KRÓTKIE ĆWICZENIE: W wierszach od tego, który zawiera „Every instance of the downspout”, do tego, który zawiera „x=385, y=320”, włącznie, zamień „downspout” na „drainpipe”. Podaj ponownie wyłącznie te wiersze, a resztę ich treści pozostaw bez zmian.

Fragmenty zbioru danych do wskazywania
※ ※ ※
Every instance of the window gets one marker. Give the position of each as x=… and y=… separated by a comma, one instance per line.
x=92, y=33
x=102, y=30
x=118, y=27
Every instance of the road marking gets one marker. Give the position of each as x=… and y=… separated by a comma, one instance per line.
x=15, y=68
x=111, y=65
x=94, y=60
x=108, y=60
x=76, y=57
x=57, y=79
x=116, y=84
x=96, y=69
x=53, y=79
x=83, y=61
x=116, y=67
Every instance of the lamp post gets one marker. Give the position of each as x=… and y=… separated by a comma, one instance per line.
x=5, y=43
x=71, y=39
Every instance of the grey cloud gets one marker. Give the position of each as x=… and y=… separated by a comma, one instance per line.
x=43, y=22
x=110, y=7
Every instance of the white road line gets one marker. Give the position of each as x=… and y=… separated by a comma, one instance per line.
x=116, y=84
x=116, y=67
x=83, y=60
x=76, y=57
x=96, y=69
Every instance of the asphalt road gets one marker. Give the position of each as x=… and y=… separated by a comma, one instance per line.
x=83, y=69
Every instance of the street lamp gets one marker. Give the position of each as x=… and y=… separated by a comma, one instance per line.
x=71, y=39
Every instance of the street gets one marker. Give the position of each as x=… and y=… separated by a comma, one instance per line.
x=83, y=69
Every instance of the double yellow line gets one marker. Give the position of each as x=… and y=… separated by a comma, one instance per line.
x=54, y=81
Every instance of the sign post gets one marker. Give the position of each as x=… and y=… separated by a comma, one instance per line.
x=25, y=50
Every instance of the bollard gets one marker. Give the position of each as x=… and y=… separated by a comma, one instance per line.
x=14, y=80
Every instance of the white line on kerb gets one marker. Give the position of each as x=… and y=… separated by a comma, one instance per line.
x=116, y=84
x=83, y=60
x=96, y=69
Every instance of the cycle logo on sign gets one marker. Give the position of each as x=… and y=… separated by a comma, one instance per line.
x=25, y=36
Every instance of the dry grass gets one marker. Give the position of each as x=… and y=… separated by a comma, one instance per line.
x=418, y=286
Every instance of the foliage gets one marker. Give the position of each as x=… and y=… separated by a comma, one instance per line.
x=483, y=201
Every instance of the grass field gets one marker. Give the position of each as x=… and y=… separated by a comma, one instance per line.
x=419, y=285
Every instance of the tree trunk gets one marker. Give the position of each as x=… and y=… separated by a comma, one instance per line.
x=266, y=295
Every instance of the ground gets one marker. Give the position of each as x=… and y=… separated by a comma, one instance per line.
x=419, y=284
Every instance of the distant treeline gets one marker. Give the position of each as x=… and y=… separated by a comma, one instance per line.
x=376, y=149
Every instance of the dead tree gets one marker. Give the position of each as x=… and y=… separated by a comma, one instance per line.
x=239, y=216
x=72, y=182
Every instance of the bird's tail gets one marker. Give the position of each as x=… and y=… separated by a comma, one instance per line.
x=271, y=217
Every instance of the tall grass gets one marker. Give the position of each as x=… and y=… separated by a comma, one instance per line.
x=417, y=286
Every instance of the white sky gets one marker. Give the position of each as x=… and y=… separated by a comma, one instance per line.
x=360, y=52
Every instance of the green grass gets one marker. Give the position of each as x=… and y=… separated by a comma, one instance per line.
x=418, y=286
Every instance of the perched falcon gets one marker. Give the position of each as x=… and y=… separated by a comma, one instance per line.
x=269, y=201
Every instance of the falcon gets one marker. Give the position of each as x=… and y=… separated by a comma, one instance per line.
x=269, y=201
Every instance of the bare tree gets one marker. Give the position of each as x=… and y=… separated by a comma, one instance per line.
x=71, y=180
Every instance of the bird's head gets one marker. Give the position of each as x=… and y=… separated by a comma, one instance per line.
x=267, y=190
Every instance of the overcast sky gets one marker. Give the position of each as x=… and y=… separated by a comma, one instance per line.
※ ※ ※
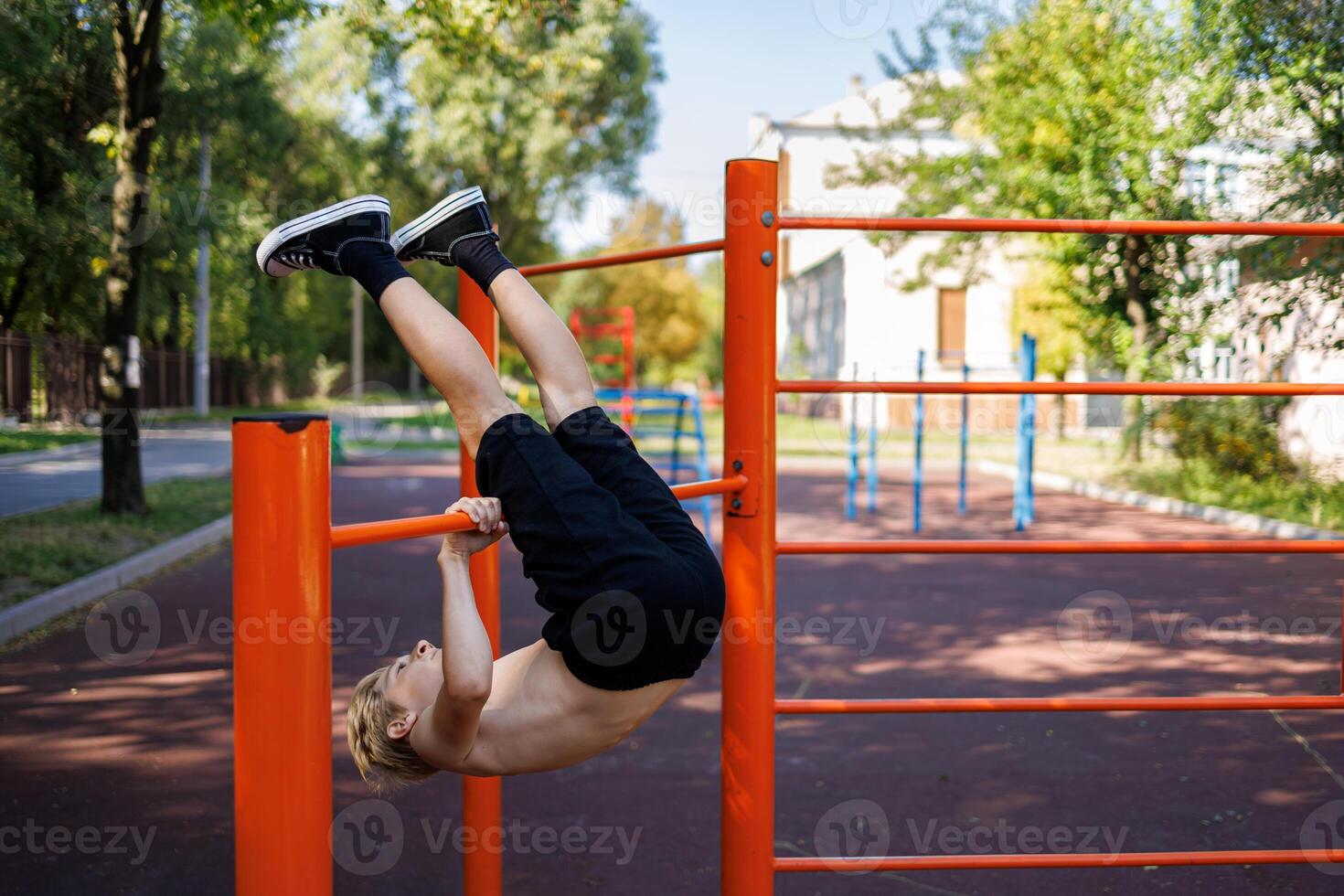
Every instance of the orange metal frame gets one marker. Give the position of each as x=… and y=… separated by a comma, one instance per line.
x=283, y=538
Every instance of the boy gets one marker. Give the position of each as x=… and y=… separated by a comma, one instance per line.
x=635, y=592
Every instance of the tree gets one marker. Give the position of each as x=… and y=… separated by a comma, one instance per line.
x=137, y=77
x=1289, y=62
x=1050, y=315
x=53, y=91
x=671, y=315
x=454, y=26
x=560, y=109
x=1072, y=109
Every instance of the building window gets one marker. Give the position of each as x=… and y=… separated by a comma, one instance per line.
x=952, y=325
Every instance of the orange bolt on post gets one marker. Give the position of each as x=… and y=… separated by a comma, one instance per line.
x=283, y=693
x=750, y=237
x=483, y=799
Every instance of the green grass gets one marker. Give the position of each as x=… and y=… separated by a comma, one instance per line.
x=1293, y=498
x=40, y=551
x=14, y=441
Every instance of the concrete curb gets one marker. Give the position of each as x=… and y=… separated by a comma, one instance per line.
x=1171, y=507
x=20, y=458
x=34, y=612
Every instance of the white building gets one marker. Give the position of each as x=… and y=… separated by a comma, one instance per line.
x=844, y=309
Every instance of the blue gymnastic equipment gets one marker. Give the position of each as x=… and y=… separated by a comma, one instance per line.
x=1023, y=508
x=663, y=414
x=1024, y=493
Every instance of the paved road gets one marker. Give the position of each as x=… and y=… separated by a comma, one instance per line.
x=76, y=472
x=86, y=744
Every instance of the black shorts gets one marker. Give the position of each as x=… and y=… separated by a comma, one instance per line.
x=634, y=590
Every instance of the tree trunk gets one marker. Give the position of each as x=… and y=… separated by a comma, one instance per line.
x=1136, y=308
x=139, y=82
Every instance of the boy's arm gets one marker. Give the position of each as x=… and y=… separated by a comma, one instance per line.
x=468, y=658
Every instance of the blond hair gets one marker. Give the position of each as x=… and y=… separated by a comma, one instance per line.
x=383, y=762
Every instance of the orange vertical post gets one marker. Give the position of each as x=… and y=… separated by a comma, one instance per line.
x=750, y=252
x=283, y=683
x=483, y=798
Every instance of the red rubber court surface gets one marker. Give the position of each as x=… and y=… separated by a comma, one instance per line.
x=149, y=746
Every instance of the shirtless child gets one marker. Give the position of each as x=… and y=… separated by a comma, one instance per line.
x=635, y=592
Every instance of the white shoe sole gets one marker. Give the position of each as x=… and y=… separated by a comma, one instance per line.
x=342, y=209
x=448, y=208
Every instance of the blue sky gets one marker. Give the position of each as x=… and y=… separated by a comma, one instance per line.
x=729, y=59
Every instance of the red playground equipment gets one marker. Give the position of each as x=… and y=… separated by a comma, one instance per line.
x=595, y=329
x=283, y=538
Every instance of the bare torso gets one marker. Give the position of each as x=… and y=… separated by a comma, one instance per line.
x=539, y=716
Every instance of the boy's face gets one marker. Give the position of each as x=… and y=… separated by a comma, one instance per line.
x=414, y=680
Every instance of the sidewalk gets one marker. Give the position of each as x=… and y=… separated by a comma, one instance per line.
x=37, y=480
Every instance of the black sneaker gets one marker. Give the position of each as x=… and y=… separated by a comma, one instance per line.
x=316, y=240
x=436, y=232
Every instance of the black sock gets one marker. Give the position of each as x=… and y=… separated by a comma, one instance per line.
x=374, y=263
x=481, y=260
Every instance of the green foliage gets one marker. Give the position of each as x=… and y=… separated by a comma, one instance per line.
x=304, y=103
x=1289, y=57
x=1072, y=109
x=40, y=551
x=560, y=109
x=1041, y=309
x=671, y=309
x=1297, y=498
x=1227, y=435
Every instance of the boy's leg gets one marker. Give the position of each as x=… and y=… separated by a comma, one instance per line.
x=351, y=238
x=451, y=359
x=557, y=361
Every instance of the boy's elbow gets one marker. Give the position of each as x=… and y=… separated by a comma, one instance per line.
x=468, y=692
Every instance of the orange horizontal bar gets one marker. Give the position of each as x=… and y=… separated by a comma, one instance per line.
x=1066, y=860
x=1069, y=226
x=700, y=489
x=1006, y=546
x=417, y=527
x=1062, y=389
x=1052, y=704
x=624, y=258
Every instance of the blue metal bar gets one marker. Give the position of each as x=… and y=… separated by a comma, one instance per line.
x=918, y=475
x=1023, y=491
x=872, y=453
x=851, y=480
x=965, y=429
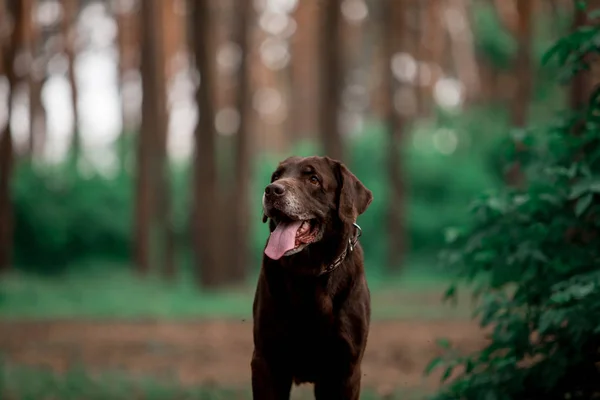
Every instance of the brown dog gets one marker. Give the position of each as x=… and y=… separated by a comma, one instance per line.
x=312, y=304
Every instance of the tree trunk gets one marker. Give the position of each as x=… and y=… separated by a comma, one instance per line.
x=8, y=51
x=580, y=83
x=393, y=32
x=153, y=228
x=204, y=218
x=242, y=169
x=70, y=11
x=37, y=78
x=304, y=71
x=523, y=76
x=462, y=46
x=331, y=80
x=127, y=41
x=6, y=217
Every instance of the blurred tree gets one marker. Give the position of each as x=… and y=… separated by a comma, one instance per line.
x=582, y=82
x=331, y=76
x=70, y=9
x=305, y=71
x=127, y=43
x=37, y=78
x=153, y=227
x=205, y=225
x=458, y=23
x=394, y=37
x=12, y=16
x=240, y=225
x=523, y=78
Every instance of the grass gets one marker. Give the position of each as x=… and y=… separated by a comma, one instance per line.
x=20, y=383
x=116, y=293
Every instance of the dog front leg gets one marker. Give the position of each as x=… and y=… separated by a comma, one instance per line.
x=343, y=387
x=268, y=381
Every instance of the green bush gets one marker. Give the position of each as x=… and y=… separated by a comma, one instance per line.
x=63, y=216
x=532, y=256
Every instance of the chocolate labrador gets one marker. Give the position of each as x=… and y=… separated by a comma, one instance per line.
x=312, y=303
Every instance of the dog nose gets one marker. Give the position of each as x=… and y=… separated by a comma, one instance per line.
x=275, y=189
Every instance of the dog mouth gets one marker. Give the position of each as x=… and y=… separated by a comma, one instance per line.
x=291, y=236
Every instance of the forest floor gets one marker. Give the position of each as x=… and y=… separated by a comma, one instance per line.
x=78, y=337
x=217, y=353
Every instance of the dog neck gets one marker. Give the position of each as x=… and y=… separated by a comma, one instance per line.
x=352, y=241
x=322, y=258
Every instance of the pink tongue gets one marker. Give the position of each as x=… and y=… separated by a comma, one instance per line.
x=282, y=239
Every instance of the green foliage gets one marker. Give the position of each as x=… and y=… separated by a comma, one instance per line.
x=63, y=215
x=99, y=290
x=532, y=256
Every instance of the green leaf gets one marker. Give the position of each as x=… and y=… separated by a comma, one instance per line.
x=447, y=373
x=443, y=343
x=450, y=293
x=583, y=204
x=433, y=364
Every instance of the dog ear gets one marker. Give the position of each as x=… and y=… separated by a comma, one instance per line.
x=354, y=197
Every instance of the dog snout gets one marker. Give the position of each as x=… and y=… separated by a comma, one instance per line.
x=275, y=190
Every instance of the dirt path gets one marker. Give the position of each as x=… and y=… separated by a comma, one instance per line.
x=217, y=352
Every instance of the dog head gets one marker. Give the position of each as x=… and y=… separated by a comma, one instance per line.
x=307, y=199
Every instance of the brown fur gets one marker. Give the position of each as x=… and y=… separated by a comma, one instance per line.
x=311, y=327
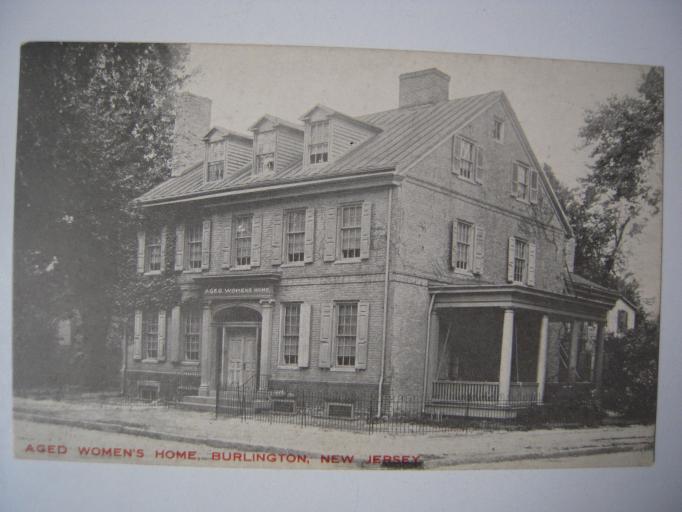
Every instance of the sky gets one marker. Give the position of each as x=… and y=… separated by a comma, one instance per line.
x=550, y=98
※ ※ ※
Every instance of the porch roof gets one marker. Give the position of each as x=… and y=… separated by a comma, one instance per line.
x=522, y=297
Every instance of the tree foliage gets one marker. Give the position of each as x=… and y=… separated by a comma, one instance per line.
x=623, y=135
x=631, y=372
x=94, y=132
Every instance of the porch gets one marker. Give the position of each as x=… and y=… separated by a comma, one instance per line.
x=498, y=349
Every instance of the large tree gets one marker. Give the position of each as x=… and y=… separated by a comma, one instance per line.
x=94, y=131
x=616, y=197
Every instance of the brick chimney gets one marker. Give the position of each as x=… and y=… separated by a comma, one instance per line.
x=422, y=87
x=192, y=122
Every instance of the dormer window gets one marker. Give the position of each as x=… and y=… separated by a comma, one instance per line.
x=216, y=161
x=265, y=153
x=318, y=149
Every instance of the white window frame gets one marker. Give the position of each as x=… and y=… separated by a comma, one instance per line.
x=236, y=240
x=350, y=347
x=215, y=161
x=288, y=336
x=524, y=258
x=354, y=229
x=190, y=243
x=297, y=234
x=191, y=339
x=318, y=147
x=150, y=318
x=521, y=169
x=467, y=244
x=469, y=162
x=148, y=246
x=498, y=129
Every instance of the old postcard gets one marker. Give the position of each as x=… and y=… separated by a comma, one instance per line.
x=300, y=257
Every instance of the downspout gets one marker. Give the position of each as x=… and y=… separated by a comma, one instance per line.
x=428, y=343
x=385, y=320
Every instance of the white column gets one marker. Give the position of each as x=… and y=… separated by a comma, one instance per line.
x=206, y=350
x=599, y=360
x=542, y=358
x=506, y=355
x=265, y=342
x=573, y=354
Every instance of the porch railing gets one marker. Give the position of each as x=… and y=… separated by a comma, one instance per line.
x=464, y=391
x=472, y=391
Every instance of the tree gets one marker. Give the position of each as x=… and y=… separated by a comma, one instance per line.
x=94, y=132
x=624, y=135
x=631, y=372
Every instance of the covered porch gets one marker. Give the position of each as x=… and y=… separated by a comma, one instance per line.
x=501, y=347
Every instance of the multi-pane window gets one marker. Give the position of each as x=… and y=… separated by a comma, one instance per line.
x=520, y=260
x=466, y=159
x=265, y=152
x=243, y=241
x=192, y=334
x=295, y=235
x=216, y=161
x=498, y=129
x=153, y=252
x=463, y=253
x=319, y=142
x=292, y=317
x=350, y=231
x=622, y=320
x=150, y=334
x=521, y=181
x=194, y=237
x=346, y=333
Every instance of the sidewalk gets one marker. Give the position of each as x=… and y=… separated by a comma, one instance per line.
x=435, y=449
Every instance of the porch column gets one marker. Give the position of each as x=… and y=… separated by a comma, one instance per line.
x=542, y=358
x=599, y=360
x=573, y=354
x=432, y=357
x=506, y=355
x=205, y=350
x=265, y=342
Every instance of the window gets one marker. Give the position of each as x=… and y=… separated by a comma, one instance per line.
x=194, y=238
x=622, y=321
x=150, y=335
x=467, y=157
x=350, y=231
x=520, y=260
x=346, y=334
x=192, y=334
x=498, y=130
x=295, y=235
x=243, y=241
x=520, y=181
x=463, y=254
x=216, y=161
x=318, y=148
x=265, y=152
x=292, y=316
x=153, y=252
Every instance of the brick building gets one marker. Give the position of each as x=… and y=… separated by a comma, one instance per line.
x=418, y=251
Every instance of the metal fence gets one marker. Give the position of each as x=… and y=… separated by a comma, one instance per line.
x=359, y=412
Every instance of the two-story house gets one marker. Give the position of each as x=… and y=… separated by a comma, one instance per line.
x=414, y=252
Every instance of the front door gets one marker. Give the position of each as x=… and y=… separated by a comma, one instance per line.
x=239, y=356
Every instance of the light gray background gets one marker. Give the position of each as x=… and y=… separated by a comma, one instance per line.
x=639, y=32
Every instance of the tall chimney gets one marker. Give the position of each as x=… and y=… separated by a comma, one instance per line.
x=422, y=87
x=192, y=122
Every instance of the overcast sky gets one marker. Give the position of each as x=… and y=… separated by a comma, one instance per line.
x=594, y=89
※ ※ ※
WYNIK:
Every instance of the drainpipe gets one marker. Give the position of each as x=… and y=… separated by a comma, one instance per line.
x=428, y=343
x=385, y=320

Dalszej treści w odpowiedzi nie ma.